ОТРЫВОК ТЕКСТА ::
********************

7
В Америке нас многое удивляло, нет — поражало...
Вот мы с Аней идем по узенькой, застроенной одноэтажными домами с мансардами и террасками. На ступеньках стоит трех-четырехлетний негритенок, улыбка у него — без преувеличений — от уха до уха, он машет нам ручонкой и кричит: «Хай!» — обычное здесь приветствие. И все, кто попадается нас навстречу, говорят «Хай!» и улыбаются так, словно мы давно знакомы... Однажды, еще студентом, попал я в какое-то вологодское сельцо, утром пошел пройтись по главной улице — и все, от мала до велика, идя навстречу мне, убавляли шаг и здоровались. Я отвечал: «Здравствуйте!...» и в смущении спешил пройти мимо...
Мы ехали в автобусе, он остановился, драйвер попросил нас пересесть, а сам опустил на шарнирах продольную скамью, на которой мы сидели. Образовалась ниша. Драйвер вкатил в автобус коляску, в которой сидел инвалид, установил ее в нише, закрепив специально для этого предназначенными ремнями. Все это заняло не меньше пяти-семи минут. Люди в автобусе молчали, они относились к тому, что делал драйвер, как к чему-то заурядному, обычному. Нас же такая забота об инвалиде потрясла: в Союзе мы не видели подобных приспособлений, да и можно представить, как негодовал бы весь автобус на затянувшуюся остановку...
В определенный день недели мы с Володей и Аней отправлялись в расположенную неподалеку церковь. Там волонтеры выдавали нам свертки с продуктами — маслом, консервами, замороженной курицей... Я проклинал свое нищенство, но что было делать? Приходилось смириться...
Впрочем, все это были пустяки. Когда мы прибыли к Марте на Нобл, квартира у Миркиных была уже обставлена мебелью, диваном, широченными, как бы предназначенными для любовных утех кроватями, покрытыми светлыми стегаными одеялами. Нам же Андрей сказал, чтобы мы немного подождали — и все будет... И в самом деле, если мебель для квартиры Миркиных оказалась пожертвованной еврейскими семьями через синагогу, то наша обстановка спустя несколько дней была привезена из христианской церкви, от прихожанки миссис Эйбл. И кровати, и комод, и подзеркальный столик, и тумбочка — все было антикварным, изящно отделанным, из черного дерева, старой, нестандартной работы... Почему миссис Эйбл пренебрегла возможностью выручить за свой гарнитур немалые деньги? Почему она сделала нам такой роскошный подарок, которым любовались все, кто бывал в нашей квартире?..

********************

ВЫПОЛНИТЕ ЗАДАНИЯ ::
[1] Перепишите из отрывка текста без изменений фрагмент, начиная со слов «В определенный день» и заканчивая словами «делать? Приходилось смириться...».
[2] Кто, согласно отрывку текста, пожертвовал мебель для квартиры Миркиных?

ПРЕДСТАВЛЕННЫЙ МАТЕРИАЛ ::
********************

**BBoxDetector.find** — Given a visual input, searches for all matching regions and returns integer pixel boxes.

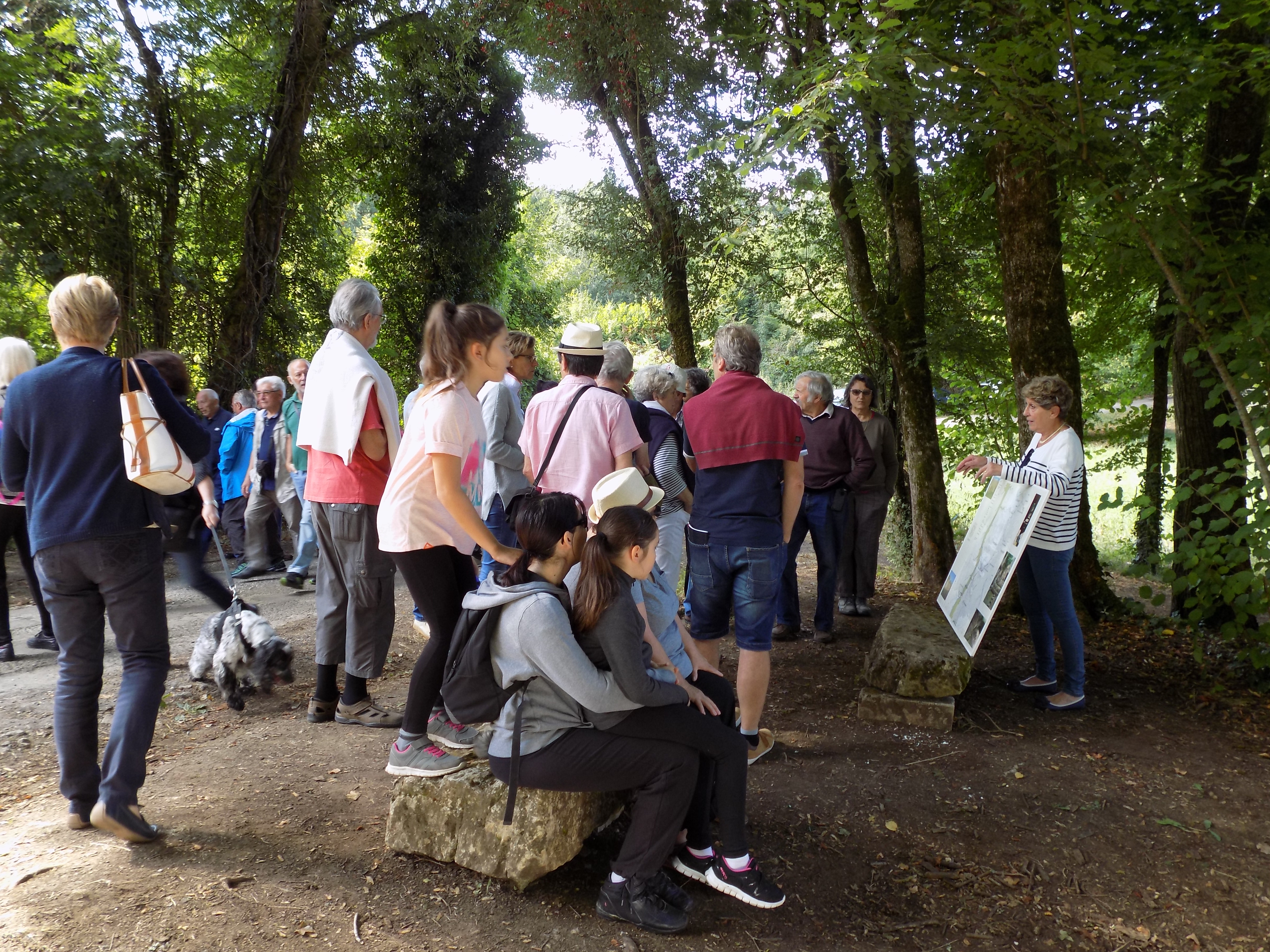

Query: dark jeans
[489,727,700,878]
[608,671,749,855]
[476,493,521,581]
[688,542,785,651]
[392,546,477,736]
[172,525,234,609]
[1015,546,1085,697]
[776,489,851,631]
[35,529,170,816]
[838,490,890,598]
[0,505,53,645]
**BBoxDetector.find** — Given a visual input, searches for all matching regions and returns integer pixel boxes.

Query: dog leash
[212,528,241,602]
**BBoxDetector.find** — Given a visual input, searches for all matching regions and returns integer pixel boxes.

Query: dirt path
[0,556,1270,952]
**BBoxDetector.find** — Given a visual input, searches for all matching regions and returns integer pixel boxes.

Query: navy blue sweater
[0,346,210,552]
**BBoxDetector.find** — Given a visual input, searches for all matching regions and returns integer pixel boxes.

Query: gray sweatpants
[312,503,396,678]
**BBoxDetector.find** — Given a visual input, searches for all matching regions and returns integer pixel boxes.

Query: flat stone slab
[385,760,626,888]
[860,688,956,732]
[864,603,974,698]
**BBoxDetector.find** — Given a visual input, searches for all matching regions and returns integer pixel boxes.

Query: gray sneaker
[384,737,466,777]
[428,713,476,750]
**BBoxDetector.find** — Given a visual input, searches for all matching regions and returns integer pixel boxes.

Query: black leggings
[608,671,749,855]
[391,546,477,736]
[0,503,53,645]
[489,731,701,878]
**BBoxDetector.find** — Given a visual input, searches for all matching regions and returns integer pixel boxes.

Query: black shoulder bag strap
[503,685,531,826]
[533,383,596,489]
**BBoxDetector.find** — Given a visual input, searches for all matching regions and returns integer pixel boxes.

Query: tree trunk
[1133,287,1176,565]
[592,84,697,367]
[210,0,335,391]
[988,140,1120,618]
[1172,28,1270,622]
[117,0,183,348]
[819,122,956,589]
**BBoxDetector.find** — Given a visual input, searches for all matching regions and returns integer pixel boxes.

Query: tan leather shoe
[335,697,401,727]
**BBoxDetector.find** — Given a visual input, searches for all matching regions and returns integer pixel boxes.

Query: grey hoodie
[463,574,639,757]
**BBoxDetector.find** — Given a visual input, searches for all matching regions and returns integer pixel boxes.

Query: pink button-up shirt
[521,373,644,508]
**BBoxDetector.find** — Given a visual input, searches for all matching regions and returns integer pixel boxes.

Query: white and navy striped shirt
[989,428,1085,552]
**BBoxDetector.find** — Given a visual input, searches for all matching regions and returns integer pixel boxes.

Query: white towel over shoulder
[296,327,401,466]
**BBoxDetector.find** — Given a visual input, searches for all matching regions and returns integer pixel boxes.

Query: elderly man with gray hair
[296,278,401,727]
[683,324,803,763]
[772,371,875,644]
[234,377,301,579]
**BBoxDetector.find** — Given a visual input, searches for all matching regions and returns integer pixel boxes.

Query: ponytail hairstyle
[573,505,657,631]
[419,301,507,391]
[494,493,587,586]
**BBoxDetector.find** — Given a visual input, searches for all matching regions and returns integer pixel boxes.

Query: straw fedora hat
[556,324,604,357]
[587,466,666,523]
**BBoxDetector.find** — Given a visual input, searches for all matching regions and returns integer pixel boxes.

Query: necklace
[1036,423,1068,448]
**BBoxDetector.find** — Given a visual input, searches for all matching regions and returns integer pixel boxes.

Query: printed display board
[938,476,1049,656]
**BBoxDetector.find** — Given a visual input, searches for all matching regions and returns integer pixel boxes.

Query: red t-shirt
[305,387,391,505]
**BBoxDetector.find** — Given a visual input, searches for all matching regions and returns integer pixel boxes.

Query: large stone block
[860,688,956,731]
[385,762,626,888]
[864,604,974,698]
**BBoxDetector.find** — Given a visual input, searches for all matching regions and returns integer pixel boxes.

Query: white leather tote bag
[119,358,194,496]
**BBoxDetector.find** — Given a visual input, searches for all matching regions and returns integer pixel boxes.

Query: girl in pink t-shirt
[378,301,521,777]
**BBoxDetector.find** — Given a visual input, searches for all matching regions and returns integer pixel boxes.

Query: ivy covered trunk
[819,120,956,589]
[210,0,335,392]
[988,140,1119,618]
[1172,23,1270,623]
[1133,288,1175,565]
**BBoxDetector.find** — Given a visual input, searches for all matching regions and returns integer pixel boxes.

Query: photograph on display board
[937,476,1049,655]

********************

ОТВЕТЫ К ЗАДАНИЯМ ::
[1]
В определенный день недели мы с Володей и Аней отправлялись в расположенную неподалеку церковь. Там волонтеры выдавали нам свертки с продуктами — маслом, консервами, замороженной курицей... Я проклинал свое нищенство, но что было делать? Приходилось смириться...

[2] Еврейские семьи через синагогу.